Quoted passage —
A lightweight vanilla JavaScript implementation of the Gemini 2.0 Flash Multimodal Live API client. This project provides real-time interaction with Gemini's API through text, audio, video, and screen sharing capabilities.
This is a simplified version of Google's original React implementation, created in response to this issue.
- Real-time text chat with Gemini API
- Audio input/output with visualization
- Motion-detected video streaming
- Screen sharing capabilities
- Function calling support
- Built with vanilla JavaScript (no dependencies)
- Modern web browser with WebRTC, WebSocket, and Web Audio API support
- Google AI Studio API key
- Python 3.0+ OR
npx http-server
(for local development server)

(Referring expression data)
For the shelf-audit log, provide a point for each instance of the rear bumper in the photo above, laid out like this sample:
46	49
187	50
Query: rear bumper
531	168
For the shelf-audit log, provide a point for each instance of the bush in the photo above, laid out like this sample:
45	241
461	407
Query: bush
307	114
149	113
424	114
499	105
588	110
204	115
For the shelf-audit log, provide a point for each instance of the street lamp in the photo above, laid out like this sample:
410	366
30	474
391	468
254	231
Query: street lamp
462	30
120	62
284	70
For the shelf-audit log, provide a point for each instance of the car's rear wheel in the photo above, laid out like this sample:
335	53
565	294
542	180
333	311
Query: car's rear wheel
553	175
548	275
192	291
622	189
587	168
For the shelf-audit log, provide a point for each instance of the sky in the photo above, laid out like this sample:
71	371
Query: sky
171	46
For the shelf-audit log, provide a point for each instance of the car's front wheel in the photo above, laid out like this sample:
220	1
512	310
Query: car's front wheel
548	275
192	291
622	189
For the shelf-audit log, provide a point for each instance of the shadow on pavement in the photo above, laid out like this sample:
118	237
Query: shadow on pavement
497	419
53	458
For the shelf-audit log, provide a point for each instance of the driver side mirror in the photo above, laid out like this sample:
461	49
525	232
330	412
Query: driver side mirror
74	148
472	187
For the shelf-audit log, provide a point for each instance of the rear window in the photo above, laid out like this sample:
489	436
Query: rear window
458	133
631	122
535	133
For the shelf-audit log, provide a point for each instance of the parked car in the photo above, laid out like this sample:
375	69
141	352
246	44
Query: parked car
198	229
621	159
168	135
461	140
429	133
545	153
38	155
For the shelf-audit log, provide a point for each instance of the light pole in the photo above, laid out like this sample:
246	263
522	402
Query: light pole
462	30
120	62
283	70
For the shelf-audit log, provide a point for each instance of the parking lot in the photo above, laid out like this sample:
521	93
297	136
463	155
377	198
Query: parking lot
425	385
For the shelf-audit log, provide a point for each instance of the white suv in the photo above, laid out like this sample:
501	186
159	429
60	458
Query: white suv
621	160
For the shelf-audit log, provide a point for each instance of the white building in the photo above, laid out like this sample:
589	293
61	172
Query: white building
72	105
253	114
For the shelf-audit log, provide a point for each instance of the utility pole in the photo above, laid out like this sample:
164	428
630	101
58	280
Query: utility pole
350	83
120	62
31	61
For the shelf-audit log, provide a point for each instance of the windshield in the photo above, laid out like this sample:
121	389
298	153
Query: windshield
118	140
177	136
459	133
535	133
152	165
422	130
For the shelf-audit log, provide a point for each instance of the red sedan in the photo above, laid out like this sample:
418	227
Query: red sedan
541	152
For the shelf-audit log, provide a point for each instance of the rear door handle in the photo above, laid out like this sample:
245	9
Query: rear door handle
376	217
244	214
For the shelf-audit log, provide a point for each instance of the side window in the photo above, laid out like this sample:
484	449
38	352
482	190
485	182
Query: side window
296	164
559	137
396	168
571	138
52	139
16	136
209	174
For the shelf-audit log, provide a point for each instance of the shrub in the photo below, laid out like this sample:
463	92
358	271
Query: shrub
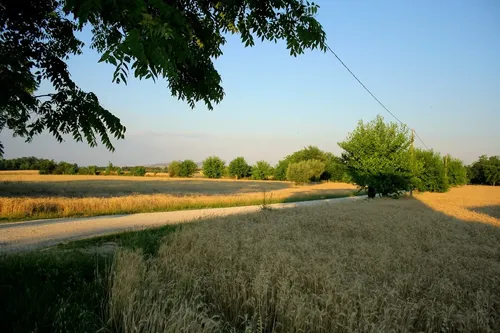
262	170
110	169
47	167
239	168
213	167
456	171
485	171
174	169
335	170
431	176
90	170
317	168
64	168
138	171
299	173
187	168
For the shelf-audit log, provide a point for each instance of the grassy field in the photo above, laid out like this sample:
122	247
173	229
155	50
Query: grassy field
25	195
424	264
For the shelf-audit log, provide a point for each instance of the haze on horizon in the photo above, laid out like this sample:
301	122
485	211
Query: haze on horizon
434	64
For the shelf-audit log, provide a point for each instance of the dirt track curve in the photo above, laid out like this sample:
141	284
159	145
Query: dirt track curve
30	235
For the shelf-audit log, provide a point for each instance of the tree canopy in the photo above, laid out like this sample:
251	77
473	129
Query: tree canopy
174	40
486	170
377	156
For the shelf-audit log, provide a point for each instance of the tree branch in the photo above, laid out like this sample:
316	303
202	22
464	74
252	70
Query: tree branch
46	95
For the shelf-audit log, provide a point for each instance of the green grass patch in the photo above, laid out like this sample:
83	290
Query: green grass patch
53	291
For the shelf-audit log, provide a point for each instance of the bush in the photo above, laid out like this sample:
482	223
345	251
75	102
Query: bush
335	170
262	170
213	167
456	172
110	169
64	168
300	172
485	171
187	168
90	170
47	167
317	168
239	168
139	171
431	176
305	154
174	169
281	169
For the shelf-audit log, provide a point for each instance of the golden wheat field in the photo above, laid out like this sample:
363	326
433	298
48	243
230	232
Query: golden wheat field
425	264
30	196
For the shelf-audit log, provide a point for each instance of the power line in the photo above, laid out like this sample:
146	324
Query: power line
418	136
368	90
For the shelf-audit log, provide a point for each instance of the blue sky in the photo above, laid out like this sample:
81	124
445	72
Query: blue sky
435	64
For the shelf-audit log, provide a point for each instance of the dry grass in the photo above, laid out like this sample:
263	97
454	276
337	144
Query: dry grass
377	266
470	203
33	196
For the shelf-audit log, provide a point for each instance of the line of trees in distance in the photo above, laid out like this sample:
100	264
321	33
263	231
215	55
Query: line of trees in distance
378	156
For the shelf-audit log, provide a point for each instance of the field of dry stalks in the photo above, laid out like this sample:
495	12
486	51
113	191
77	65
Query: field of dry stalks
424	264
31	196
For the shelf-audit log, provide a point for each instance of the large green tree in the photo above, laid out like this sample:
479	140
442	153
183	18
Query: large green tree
239	168
175	40
377	156
305	154
262	170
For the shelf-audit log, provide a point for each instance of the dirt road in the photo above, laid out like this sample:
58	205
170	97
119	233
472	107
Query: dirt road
22	236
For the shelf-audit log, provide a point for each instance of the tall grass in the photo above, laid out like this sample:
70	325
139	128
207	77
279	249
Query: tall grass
384	266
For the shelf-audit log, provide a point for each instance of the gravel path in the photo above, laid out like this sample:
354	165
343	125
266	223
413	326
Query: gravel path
29	235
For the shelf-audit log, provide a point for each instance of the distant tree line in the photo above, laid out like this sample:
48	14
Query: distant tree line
377	156
485	171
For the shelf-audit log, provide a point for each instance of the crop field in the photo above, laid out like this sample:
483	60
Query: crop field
425	264
27	195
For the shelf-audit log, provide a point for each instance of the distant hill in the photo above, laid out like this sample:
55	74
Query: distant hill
164	165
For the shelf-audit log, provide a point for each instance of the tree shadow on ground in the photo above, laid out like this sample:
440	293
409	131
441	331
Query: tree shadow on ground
118	188
319	194
493	211
451	252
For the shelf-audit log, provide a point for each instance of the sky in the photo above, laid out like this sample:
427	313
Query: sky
434	64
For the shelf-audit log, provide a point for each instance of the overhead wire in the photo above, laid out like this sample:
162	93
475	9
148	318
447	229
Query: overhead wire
374	97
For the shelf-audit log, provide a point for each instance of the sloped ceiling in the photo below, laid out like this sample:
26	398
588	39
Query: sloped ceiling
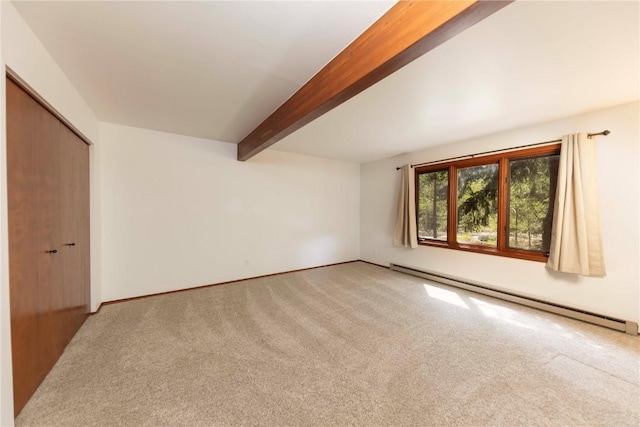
217	69
210	69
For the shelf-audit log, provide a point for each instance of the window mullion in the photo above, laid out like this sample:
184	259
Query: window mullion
452	220
503	187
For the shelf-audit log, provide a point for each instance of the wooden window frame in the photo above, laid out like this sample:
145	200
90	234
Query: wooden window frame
502	159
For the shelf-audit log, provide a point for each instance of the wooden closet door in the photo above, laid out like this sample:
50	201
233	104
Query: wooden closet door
53	327
48	205
75	227
23	259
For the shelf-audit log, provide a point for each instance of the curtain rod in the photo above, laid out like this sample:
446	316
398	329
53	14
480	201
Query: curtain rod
471	156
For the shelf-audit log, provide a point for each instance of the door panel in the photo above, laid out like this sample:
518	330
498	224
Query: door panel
48	207
23	279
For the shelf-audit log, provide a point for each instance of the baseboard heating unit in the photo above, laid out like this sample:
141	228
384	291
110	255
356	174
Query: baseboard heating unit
597	319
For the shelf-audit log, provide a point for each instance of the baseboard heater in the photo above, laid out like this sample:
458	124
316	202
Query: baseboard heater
597	319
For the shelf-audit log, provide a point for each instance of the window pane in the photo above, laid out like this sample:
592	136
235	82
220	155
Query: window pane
531	195
433	188
478	205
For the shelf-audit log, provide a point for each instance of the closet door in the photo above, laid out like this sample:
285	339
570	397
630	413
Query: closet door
48	205
74	166
23	257
52	323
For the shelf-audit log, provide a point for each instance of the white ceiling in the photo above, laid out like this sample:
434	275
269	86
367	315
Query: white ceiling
217	69
210	69
530	62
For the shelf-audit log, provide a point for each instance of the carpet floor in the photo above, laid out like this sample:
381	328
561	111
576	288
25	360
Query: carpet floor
351	344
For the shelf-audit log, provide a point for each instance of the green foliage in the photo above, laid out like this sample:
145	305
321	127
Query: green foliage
478	198
433	188
531	194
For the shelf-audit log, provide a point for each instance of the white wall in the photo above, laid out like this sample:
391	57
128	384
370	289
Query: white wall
180	212
616	295
26	56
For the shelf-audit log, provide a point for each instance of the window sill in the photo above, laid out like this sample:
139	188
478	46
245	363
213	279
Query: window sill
509	253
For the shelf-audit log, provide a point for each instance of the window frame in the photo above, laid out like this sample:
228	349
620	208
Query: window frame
502	159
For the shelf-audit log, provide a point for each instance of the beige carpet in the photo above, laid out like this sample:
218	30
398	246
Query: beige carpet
352	344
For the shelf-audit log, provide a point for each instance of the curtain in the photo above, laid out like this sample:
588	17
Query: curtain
576	241
405	232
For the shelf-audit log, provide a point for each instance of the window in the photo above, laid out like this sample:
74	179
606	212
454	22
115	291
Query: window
499	204
433	205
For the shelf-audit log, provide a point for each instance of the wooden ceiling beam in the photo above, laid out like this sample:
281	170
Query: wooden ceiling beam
407	31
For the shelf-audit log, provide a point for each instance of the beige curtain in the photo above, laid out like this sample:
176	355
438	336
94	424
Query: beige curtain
405	233
576	242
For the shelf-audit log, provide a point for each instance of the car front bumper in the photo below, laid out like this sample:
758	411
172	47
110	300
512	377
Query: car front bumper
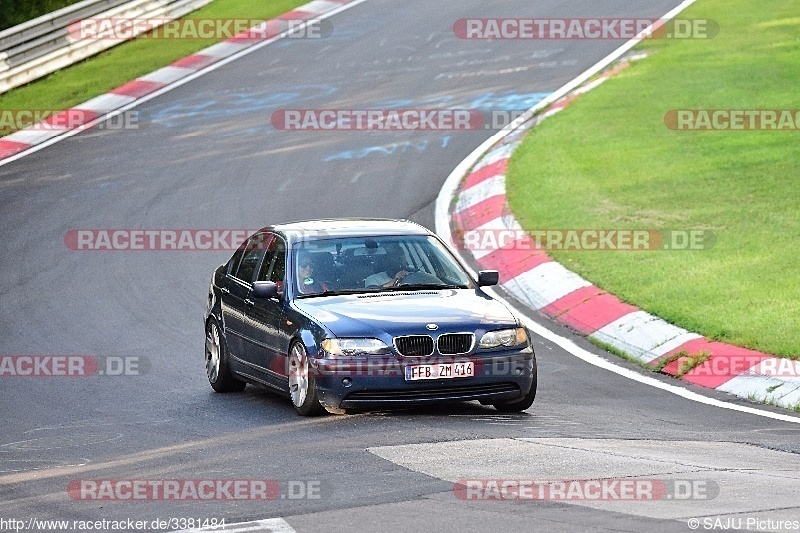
380	381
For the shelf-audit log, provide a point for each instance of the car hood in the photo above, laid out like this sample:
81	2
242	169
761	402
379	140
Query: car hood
406	313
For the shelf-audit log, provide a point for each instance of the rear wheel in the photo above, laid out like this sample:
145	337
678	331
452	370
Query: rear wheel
302	387
217	370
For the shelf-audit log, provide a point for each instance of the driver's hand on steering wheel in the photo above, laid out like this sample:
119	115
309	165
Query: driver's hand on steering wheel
395	281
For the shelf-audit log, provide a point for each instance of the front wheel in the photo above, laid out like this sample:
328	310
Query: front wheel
219	375
302	387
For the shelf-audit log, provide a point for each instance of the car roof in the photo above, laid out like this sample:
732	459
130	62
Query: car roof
347	227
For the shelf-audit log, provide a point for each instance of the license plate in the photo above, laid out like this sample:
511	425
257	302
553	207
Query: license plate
440	371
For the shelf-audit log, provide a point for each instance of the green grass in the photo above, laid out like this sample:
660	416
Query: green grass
609	161
128	61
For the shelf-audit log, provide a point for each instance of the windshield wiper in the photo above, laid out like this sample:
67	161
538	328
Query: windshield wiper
422	286
331	292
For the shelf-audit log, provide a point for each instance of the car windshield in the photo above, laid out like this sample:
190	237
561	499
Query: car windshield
375	264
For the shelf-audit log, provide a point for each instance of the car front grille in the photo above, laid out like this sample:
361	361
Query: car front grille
462	392
414	345
455	343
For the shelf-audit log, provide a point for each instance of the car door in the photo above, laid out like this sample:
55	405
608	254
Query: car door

Study questions —
1 – The Gemini Live API client description calls this project a simplified version of which implementation?
2 – Reproduce the Gemini Live API client description word for word, from "This is a simplified" up to and including "local development server)".

Answers by task —
1 – Google's original React implementation.

2 –
This is a simplified version of Google's original React implementation, created in response to this issue.
- Real-time text chat with Gemini API
- Audio input/output with visualization
- Motion-detected video streaming
- Screen sharing capabilities
- Function calling support
- Built with vanilla JavaScript (no dependencies)
- Modern web browser with WebRTC, WebSocket, and Web Audio API support
- Google AI Studio API key
- Python 3.0+ OR
npx http-server
(for local development server)